LIST OF TASKS:
[a] Answer these questions from the article on Pepperdine study-abroad travel:
(i) On what date did International Programs publish its travel policies?
(ii) To which city did Elle Bui travel with friends on Oct. 22-24?
(iii) Closer to Thanksgiving, where does Benjamin Ruiz say he will go, and with whom?
[b] Please copy the article on Pepperdine study-abroad travel, starting with "Lausanne students pose" and going on through "for personal travel.".
[c] Extend the article on Pepperdine study-abroad travel beyond its final paragraph.

Lausanne students pose at the lakefront in Lugano, Switzerland, on Nov. 4. Due to COVID-19, Educational Field Trips in Lausanne are now within the country, sophomore Elle Bui said. Photo courtesy of Elle Bui
For two months, Pepperdine students have lived abroad at four International Programs, spending time with friends and making memories. Students in Europe and Washington, D.C., engage in a time-honored Pepperdine tradition with new rules and regulations for personal travel.
On Oct. 15, IP published its travel policies to safeguard students’ health as well as preserve their academic performance, Laux said. Students both abroad and within the United States feel the effects of restricted states and countries.
“Like always, the students’ health and safety is our priority,” Dean of International Programs Beth Laux said. “All of these assessments were done with that in mind. Just like always, the academic experience is the priority as well. And so, those things were at the forefront of the decision-making process.”
IP’s policy went through stages for personal weekend travel, Laux said. Upon students’ arrival, IP prohibited them from all personal travel — which is a standard process across programs to allow students to acclimate. The second stage of personal travel allowed students to visit areas throughout their host country on weekends, and IP lifted these restrictions Oct. 15.
When IP canceled Education Field Trips outside of Switzerland, sophomore Elle Bui said students traveled within the home country and learned about the nation’s history.
While Bui originally signed the contract to study abroad for only the fall semester, Bui said her experiences at orientation and throughout Lausanne convinced her to remain in Switzerland for the full 2021-22 academic year.
Bui said the locals have been kind and patient with the students.
“I remember the first day trying to find a way to a restaurant,” Bui said. “And we were completely lost because we had only been here for a few days. And I remember going up to someone, and we just stopped and asked a lady, and she helped us. She pointed us to the bus stop that we should go to and told us where we should go.”
The third and current stage of travel, Laux said, allows students to travel to approved countries. IP made these approvals after viewing the host countries’ travel restrictions and policies and looking into requirements upon return. IP removed countries that would require a quarantine period from the list.
One week after IP opened travel to other countries, Oct. 22-24, Bui traveled with friends to Milan.
Other abroad program participants face similar challenges. Sophomore Benjamin Ruiz is studying in the London program and said he has primarily been staying within the city. In September, however, he went with the rest of his London group on an EFT up through Scotland, he said.
Closer to Thanksgiving, Ruiz said he will visit Paris with his family, which is a longtime goal of his.
“Of course, there are going to be some restrictions, especially with COVID-19 still dying out, but it still goes up and down throughout the season, especially toward the latter half of the year,” Ruiz said. “So it’s definitely restricted but, all things considered, quite lenient.”

DATA SECTION:
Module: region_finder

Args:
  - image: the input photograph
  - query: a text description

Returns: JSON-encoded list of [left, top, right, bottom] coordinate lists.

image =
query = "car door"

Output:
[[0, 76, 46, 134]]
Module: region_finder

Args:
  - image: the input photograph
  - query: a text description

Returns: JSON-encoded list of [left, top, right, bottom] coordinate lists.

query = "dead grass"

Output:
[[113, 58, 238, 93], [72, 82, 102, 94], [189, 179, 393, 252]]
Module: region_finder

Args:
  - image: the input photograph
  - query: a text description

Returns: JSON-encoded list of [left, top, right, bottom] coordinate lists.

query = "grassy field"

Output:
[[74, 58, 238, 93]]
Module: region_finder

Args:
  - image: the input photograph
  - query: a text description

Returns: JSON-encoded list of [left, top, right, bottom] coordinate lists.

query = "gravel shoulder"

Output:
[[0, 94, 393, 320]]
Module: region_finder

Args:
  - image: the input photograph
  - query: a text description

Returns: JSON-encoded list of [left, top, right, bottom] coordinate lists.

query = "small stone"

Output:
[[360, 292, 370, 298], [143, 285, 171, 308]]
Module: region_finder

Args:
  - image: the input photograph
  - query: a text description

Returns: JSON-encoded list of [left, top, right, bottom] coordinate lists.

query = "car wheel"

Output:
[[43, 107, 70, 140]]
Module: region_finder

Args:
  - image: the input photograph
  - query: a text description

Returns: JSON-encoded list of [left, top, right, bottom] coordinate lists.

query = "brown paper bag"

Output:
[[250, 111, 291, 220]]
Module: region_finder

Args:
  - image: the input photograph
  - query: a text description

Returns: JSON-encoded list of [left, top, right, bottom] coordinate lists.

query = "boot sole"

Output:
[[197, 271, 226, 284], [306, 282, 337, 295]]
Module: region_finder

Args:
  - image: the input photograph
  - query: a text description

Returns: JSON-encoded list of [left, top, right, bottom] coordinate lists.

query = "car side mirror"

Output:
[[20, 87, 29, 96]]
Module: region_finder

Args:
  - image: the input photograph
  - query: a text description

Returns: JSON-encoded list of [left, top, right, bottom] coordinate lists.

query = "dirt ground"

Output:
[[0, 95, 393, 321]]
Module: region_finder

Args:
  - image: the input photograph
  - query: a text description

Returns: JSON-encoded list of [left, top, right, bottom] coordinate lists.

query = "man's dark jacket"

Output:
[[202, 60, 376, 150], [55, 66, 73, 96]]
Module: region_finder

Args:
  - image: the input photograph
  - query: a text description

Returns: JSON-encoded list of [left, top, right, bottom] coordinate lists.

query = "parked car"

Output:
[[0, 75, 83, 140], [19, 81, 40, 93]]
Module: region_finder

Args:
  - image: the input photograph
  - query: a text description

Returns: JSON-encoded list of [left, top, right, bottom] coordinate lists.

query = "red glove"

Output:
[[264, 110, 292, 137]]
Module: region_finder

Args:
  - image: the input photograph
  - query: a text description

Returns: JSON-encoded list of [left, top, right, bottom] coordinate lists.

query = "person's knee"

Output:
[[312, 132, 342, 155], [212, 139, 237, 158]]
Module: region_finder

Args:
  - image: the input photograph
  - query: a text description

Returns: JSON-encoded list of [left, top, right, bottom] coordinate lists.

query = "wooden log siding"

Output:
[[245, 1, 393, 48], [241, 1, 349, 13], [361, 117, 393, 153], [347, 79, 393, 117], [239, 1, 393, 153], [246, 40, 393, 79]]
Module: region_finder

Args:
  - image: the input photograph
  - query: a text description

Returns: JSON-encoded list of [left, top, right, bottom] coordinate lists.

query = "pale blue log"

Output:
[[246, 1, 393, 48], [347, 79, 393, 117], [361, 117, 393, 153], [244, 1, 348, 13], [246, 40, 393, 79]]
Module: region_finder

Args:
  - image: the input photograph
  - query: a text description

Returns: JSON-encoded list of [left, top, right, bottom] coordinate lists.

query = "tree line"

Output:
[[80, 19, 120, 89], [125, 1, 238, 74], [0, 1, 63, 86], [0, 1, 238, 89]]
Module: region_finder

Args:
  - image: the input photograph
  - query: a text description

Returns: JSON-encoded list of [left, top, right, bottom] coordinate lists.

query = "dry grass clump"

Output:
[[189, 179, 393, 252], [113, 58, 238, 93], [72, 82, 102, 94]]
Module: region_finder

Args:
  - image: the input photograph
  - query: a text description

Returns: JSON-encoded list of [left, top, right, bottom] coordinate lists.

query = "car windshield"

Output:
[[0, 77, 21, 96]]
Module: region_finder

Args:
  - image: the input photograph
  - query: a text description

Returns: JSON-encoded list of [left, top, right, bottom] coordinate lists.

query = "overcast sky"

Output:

TASK RESPONSES:
[a]
(i) Oct. 15
(ii) Milan
(iii) Paris, with his family

[b]
Lausanne students pose at the lakefront in Lugano, Switzerland, on Nov. 4. Due to COVID-19, Educational Field Trips in Lausanne are now within the country, sophomore Elle Bui said. Photo courtesy of Elle Bui
For two months, Pepperdine students have lived abroad at four International Programs, spending time with friends and making memories. Students in Europe and Washington, D.C., engage in a time-honored Pepperdine tradition with new rules and regulations for personal travel.

[c]
For Washington, D.C., program participants, IP gave students a list of approved states that have been reliably free of travel restrictions, Laux said. If students want to travel to other areas, they must ask Brian Swarts, the D.C. program director, because restrictions fluctuate.
Laux said the D.C. program’s travel policy offers seven states that are in the clear; however, IP has been able to accommodate requests from students.
IP’s international campuses each have 10 to 12 countries students are allowed to travel to without further approval, Laux said. Each of these lists are different depending on the country; for example, Heidelberg and Lausanne students may travel to Belgium while London participants cannot.
When the spring semester begins, Laux said she hopes IP is able to expand the list, particularly for academic year students. The spring semester list will be updated in December.
When traveling within an IP program, Ruiz said, students are responsible for planning the trip and obtaining the required documentation, as well as avoiding prohibited areas.
“If you were to go to any restricted areas on the Pepperdine list, you would actually have to leave for the semester,” Ruiz said.
Although traveling abroad is an important aspect, Ruiz said going on excursions was not one of the major reasons he applied to go abroad; rather, he is more excited to explore London.
According to the program lists, students in Lausanne and London will be unable to partake in any personal travel over the last week of the term due to finals. Students in Heidelberg will be able to travel through Germany but not internationally.
The U.S. Department of States’ travel advisory level is the main indicator of where students can visit, Laux said. Now, IP looks at both the travel advisory level and what determines this rating — whether it be vaccine rates or other safety concerns.
IP also pays attention to countries where students commonly travel abroad, Laux said.
“We feel pretty good about the list we have right now, but as we go into the spring, we’re aware that students may want a couple more options, and we’re going to do our best to try and accommodate that,” Laux said.